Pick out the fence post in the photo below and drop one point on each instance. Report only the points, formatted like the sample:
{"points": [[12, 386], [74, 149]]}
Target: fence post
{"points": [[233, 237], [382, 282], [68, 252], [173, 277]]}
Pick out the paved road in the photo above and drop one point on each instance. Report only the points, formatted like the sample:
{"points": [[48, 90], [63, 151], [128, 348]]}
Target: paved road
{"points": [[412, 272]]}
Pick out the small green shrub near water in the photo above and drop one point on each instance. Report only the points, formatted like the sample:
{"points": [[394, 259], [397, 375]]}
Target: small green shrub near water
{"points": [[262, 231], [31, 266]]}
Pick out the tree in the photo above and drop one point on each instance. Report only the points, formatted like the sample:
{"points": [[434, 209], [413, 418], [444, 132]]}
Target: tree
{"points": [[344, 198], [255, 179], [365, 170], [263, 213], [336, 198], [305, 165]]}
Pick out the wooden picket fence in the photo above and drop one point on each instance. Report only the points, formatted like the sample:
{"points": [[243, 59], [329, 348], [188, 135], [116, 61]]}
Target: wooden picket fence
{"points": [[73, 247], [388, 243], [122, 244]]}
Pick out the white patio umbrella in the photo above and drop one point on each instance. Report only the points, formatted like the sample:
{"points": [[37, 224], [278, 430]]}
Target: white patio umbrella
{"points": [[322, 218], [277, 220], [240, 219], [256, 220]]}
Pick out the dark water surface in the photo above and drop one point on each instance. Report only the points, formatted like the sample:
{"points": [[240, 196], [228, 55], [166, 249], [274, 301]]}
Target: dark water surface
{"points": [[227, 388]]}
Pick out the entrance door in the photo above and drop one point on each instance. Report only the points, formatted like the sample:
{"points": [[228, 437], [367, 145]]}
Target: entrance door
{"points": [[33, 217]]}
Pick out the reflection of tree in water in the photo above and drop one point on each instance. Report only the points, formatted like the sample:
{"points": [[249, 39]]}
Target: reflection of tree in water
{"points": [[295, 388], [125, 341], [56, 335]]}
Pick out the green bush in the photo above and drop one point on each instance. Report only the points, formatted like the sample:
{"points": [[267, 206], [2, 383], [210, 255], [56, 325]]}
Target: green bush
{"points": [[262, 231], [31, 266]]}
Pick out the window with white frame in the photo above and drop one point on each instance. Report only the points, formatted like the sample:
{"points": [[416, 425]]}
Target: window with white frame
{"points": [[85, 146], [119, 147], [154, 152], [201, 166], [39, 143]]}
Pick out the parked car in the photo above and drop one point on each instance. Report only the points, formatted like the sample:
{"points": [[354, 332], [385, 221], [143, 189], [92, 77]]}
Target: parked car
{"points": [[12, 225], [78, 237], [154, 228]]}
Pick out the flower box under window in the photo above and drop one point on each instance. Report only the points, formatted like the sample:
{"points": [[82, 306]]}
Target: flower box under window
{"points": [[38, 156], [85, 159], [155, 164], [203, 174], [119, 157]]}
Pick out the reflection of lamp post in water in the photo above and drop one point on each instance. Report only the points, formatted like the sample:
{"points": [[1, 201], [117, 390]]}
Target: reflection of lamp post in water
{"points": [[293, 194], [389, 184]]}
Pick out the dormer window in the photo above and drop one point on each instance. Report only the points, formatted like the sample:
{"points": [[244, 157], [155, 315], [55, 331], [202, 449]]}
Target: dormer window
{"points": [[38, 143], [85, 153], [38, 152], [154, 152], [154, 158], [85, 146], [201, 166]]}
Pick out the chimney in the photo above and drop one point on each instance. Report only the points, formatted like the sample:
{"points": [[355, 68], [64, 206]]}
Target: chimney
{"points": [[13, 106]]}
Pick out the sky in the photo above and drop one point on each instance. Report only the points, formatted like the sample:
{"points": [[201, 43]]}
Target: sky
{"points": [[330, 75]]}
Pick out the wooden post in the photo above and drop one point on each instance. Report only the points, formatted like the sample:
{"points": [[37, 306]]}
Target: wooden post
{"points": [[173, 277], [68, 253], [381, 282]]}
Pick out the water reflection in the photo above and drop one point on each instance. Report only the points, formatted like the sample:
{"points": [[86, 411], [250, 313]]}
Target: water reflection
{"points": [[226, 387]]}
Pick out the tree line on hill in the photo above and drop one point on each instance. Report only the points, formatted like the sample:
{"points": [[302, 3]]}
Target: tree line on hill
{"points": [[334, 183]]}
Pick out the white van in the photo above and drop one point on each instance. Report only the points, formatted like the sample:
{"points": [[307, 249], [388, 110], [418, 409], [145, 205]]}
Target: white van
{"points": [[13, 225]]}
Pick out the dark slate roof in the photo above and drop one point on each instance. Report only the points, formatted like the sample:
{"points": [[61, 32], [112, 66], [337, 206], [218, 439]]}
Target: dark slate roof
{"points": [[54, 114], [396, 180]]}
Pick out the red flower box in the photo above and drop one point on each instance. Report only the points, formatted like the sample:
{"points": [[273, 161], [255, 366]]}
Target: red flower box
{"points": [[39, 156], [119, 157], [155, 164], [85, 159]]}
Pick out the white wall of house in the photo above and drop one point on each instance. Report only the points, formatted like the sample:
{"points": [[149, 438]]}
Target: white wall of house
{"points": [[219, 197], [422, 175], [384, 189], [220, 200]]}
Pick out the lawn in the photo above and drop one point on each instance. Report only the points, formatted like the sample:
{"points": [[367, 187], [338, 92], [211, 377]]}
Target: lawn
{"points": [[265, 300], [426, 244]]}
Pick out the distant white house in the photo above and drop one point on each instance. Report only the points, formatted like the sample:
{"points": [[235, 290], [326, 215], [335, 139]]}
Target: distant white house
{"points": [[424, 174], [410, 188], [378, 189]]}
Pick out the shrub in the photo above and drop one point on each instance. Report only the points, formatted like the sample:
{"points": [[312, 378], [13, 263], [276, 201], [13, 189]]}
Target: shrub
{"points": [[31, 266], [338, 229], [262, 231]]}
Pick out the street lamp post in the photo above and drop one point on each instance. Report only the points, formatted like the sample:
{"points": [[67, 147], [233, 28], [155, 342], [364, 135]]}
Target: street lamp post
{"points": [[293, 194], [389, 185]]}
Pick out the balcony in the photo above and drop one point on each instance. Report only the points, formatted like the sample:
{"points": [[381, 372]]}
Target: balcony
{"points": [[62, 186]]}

————————

EXERCISE: Reproduce every row above with each "drop one point" changed to "place one point", leaving everything else unchanged.

WRITTEN RESPONSE:
Pick out the fence post in the photo below and place one point on each instance. Report only the points, formatted like the sample:
{"points": [[12, 386], [74, 149]]}
Target: fence post
{"points": [[233, 237], [382, 282], [68, 252], [173, 277]]}
Pick out the paved road in the photo above and place one point on each instance. Report only the points, formatted like the sample:
{"points": [[48, 90], [63, 151], [128, 348]]}
Target: paved road
{"points": [[412, 272]]}
Pick out the small green shrub near water in the photo above and place one point on each instance. Report only the points, formatted like the sample:
{"points": [[394, 259], [397, 375]]}
Target: small green shrub near water
{"points": [[262, 231], [31, 266]]}
Pick out the tree in the photo above and place one point on each instance. Report only the points, formatted like the sample:
{"points": [[434, 209], [413, 418], [444, 132]]}
Target: tree
{"points": [[344, 198], [255, 179], [365, 170], [263, 213], [336, 198], [305, 165]]}
Pick out the wooden picket fence in the photo above and place one point on each instance. Report only the points, formatted like the sample:
{"points": [[243, 59], [329, 348], [188, 135], [116, 61]]}
Target: wooden picket fence
{"points": [[73, 247], [388, 243], [122, 244]]}
Pick out the white patio umbrella in the photo above and place one point on each instance. Report only the points, formatted like the sample:
{"points": [[37, 224], [278, 430]]}
Target: white patio umbrella
{"points": [[322, 218], [277, 220], [240, 219], [256, 220]]}
Pick out the dark water surface in the photo above and place one point on each instance. Report only the points, formatted like the sample:
{"points": [[240, 196], [228, 55], [166, 249], [274, 301]]}
Target: dark water surface
{"points": [[227, 388]]}
Pick out the entrance door in the photo above and place one point on each instance. Report only the points, formatted like the sample:
{"points": [[228, 437], [367, 145]]}
Target: entrance door
{"points": [[33, 217]]}
Pick out the reflection of tree in water in the photo above and place one point on each instance. Report only the points, formatted like the sample:
{"points": [[249, 39]]}
Target: reflection of tree in water
{"points": [[295, 388], [125, 341], [56, 335]]}
Pick out the green bush in the photo above and place one point on each instance. Report only the points, formatted like the sample:
{"points": [[267, 206], [2, 383], [210, 255], [56, 325]]}
Target: green bush
{"points": [[262, 231], [31, 266]]}
Pick out the window with white frame in the photo above and place one point on each instance. Report only the points, formatted like the sample:
{"points": [[416, 425]]}
Target: window with white frame
{"points": [[85, 146], [119, 147], [154, 152], [201, 166], [39, 143]]}
Pick out the parked car in the photo above and place one point on each instance. Report only the points, formatted like the sample:
{"points": [[354, 332], [385, 221], [143, 189], [92, 77]]}
Target: parked car
{"points": [[12, 225], [78, 237], [154, 228]]}
Pick out the flower box under window in the photo above and place one point on each instance. Report only the points, formatted like the sample:
{"points": [[82, 306]]}
Target: flower box under window
{"points": [[38, 156], [85, 159], [155, 164], [203, 174], [119, 157]]}
Pick out the reflection of lamp post in water in the photo above and place one point on each instance. Report only the points, formatted like the sample:
{"points": [[1, 201], [117, 390]]}
Target: reflection of lamp post in water
{"points": [[293, 194], [389, 184]]}
Pick out the dormer window in the photo above and place one point on each instance. Report only the points, formatted like the sample:
{"points": [[244, 157], [155, 315], [55, 331], [202, 449]]}
Target: dormer window
{"points": [[38, 143], [85, 153], [38, 152], [154, 152], [154, 158], [85, 146], [201, 166]]}
Pick out the chimney in the photo above and place one point on each instance. Report only the points, formatted like the sample:
{"points": [[355, 68], [64, 206]]}
Target: chimney
{"points": [[13, 106]]}
Pick out the sky in the photo above and place one point on each instance. Report only the points, formatted like the sample:
{"points": [[201, 43]]}
Target: sky
{"points": [[330, 75]]}
Pick out the wooden post in the photo above and place one point on each instance. Report only the points, formatted like the sample:
{"points": [[37, 306]]}
Target: wooden post
{"points": [[173, 277], [68, 253], [381, 282]]}
Pick out the water reflection in the photo above and place one point on each instance. Report only the points, formatted like the sample:
{"points": [[86, 411], [250, 313]]}
Target: water reflection
{"points": [[226, 387]]}
Pick out the tree line on hill in the photo above and place one point on each instance. Report only the points, formatted like the sample:
{"points": [[302, 3]]}
Target: tree line on hill
{"points": [[334, 183]]}
Pick out the white van in the photo above and place one point on each instance. Report only the points, formatted like the sample:
{"points": [[307, 249], [388, 110], [418, 409], [145, 205]]}
Target: white van
{"points": [[13, 225]]}
Pick out the dark slate roof in the photo above and place one point on each instance. Report only the points, formatted like the sample:
{"points": [[61, 32], [112, 66], [337, 206], [218, 439]]}
Target: dark slate roof
{"points": [[54, 114], [396, 180]]}
Pick out the red flower box in the photo above and place one point on each instance. Report only the points, formatted like the sample:
{"points": [[273, 161], [255, 366]]}
Target: red flower box
{"points": [[39, 156], [119, 157], [155, 164], [85, 159]]}
Pick out the white wall of house in the photo above and place one point on each instance. Report only the points, formatted like the sample:
{"points": [[149, 438]]}
Target: white wall of house
{"points": [[219, 197], [422, 175], [384, 189], [220, 200]]}
Pick out the lawn in the photo above and place one point on each instance. Report only the points, formatted like the sample:
{"points": [[367, 187], [338, 92], [211, 377]]}
Target: lawn
{"points": [[265, 300], [426, 244]]}
Pick out the distant white house in the photo above and place one point on each instance. Report only the points, formatted like the sample:
{"points": [[235, 290], [326, 215], [335, 139]]}
Target: distant white house
{"points": [[424, 174], [410, 188], [378, 189]]}
Pick out the shrub in the photo above and place one point on each instance. Report only the points, formatted like the sample:
{"points": [[312, 378], [13, 263], [276, 201], [13, 189]]}
Target: shrub
{"points": [[31, 266], [338, 229], [262, 231]]}
Pick out the street lamp post in the photo above and place one point on each instance. Report only the points, formatted like the sample:
{"points": [[67, 147], [233, 28], [155, 342], [364, 135]]}
Target: street lamp post
{"points": [[293, 194], [389, 185]]}
Pick out the balcony in the photo above and place one point on each instance. Report only the points, formatted like the sample:
{"points": [[381, 372]]}
Target: balcony
{"points": [[62, 186]]}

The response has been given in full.